→ **Exercise**: Render the whole listing below as a two-column CSV headed "prompt" and "boxes", with each row pairing a text with its answer, each in a single quoted field with line breaks replaced by spaces. Leave the pictures out.

• • • • • • •

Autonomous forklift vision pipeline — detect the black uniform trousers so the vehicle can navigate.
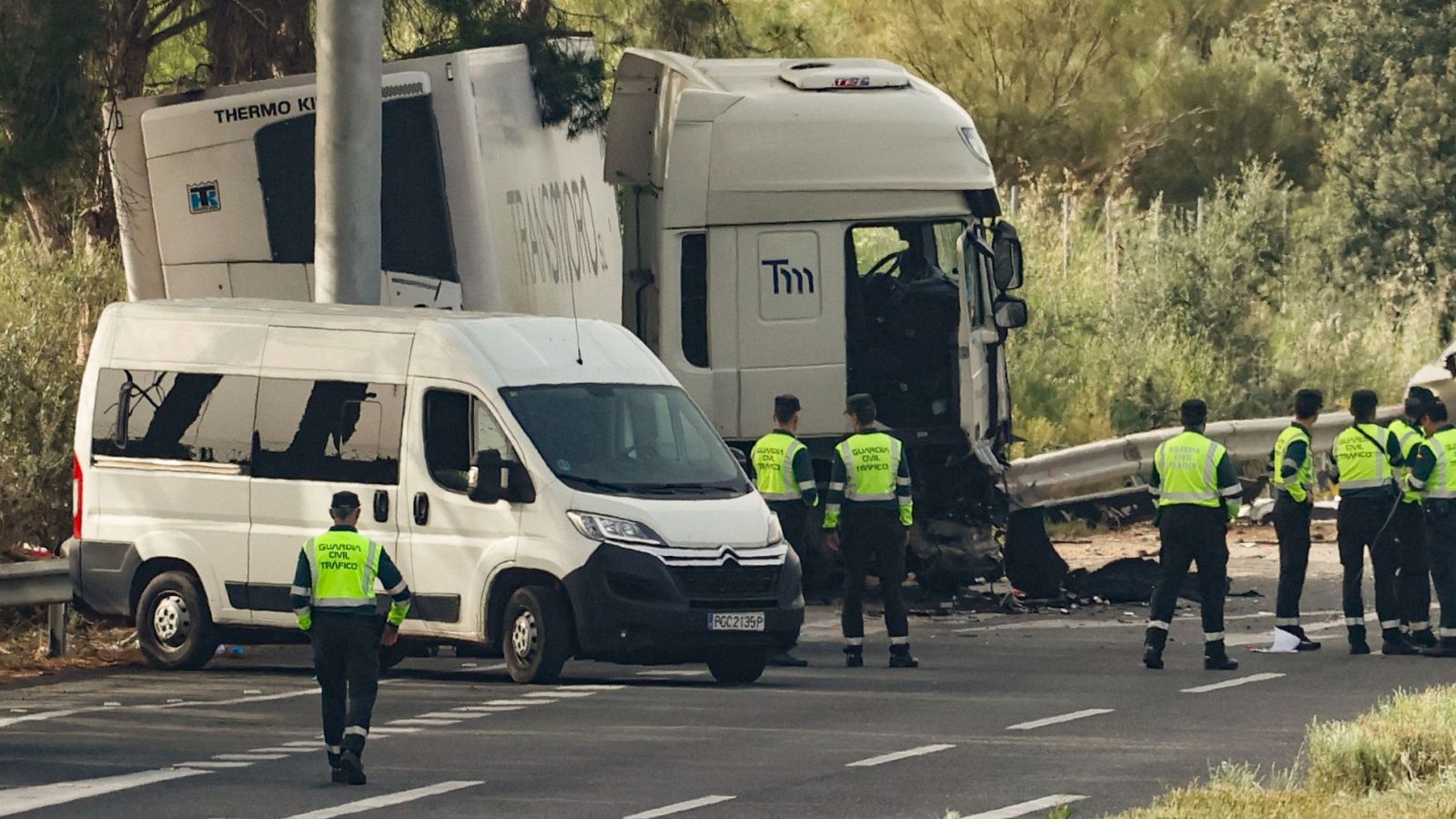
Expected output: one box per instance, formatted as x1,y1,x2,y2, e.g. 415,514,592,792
1274,492,1315,620
308,609,384,755
840,502,910,640
1390,501,1431,625
769,500,824,594
1335,495,1400,630
1424,500,1456,640
1152,504,1228,640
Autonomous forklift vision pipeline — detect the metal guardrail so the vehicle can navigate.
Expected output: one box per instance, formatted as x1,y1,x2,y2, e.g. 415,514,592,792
0,560,73,657
1007,407,1400,509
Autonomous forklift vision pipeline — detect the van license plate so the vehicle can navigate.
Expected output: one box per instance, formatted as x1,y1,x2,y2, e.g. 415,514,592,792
708,612,763,631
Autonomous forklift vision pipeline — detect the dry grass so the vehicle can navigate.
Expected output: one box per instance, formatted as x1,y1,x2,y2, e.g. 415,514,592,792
1118,686,1456,819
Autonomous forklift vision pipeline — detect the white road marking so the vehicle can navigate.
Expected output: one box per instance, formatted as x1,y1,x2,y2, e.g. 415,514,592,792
0,768,207,816
844,743,956,768
626,795,738,819
280,780,482,819
1006,708,1112,732
1182,672,1284,693
961,793,1087,819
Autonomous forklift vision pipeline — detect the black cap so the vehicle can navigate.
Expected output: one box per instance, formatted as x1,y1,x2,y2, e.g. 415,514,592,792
329,491,359,510
1178,398,1208,427
1350,389,1380,415
774,392,803,421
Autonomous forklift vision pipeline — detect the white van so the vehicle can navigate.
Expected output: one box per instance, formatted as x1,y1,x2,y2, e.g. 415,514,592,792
67,300,804,682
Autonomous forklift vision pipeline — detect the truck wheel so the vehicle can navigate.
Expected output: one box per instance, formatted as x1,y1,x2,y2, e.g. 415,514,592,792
708,649,769,685
136,571,218,671
500,586,571,683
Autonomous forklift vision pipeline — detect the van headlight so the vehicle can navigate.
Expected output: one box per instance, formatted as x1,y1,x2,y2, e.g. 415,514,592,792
566,511,667,547
769,511,784,547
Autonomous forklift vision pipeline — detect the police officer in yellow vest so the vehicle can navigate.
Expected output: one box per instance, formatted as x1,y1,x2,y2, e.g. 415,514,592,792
1390,386,1436,649
1269,389,1325,652
289,492,410,785
1143,398,1243,671
748,395,820,667
1410,400,1456,657
824,393,920,669
1330,389,1420,654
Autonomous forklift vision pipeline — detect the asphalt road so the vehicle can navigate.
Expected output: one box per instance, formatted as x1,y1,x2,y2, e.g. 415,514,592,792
0,571,1456,819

• • • • • • •

→ **Exercise answer**:
prompt,boxes
"Autonomous forklift vision pipeline — detect the black uniform trousers so the vehicle can navigate. Expected output: one box per instance, formatted as x1,y1,x2,y2, e.g. 415,514,592,792","1274,492,1315,620 308,609,384,755 840,502,910,640 1390,501,1431,625 769,500,824,594 1335,495,1400,630 1424,500,1456,640 1152,504,1228,640"
"Autonomous forklift vision pipeline — detect the metal guardrail so the vehicle can navigate. Expected output: one box per instance, formatted as x1,y1,x2,y2, e.g. 415,514,592,792","0,560,73,657 1007,407,1400,509"
"Autonomous forklift vision pipeline — detect the van license plate so the vehicle can navigate. Expected output: one box per instance, formatted as x1,y1,x2,y2, e.g. 415,514,592,792","708,612,763,631"
"Autonomous forklift vision pipeline — detect the dry grass so the vehicle can navigate. Expected output: one box per instance, formatted as x1,y1,x2,y2, e.g. 415,514,592,792","1118,686,1456,819"
"Autonomous forklift vision pipeline — detect the white road marking so the vehicle can navigate. Expected output: one box per instance, formatted as x1,y1,x2,y2, e.g. 415,514,592,792","0,768,207,816 844,743,956,768 626,795,738,819 280,780,482,819 1006,708,1112,732 1182,672,1284,693 961,793,1087,819"
"Autonomous forklift vision pipeline — detect the black cap so the vehicle can navigate. Expected output: one box per instance, formatted as x1,y1,x2,y2, e.g. 415,514,592,792","329,491,359,510 1178,398,1208,427 1350,389,1380,415 774,392,803,421"
"Autonomous forklift vision pipeline — detect the white van so the vehicle can navigate. Expected output: one box per instance, formatted as x1,y1,x2,y2, e.g. 415,514,592,792","67,300,804,682"
"Autonomous forklift vision pipeline — detect the truck wheel so the vehicle can navigate. Expected output: one box per instance, formatted as x1,y1,x2,y2, e.g. 415,514,592,792","708,649,769,685 136,571,218,671 500,586,571,683"
"Autonomous forklift vision pipeline — detect the van headlight so the vehicle can navigate. Expected output: one box per instance, formatted as x1,y1,x2,y2, e.g. 415,514,592,792","566,511,667,547 769,511,784,547"
"Autonomous forklift vision pipeline — detect the police officer in yellow vest so the vehicle can navigate. Expected output: one box per instance, formatted as x1,y1,x2,y2, e.g. 415,514,592,792","1390,386,1436,649 1269,389,1325,652 289,492,410,785 1143,398,1243,671 748,395,820,667 1410,400,1456,657 824,393,920,669 1330,389,1420,654"
"Autonomous forklift vision pipeline — detect the asphalt road so the vehicle can navigate. Expected output: one box per instance, formatted as x1,y1,x2,y2, e.g. 415,514,592,792","0,571,1456,819"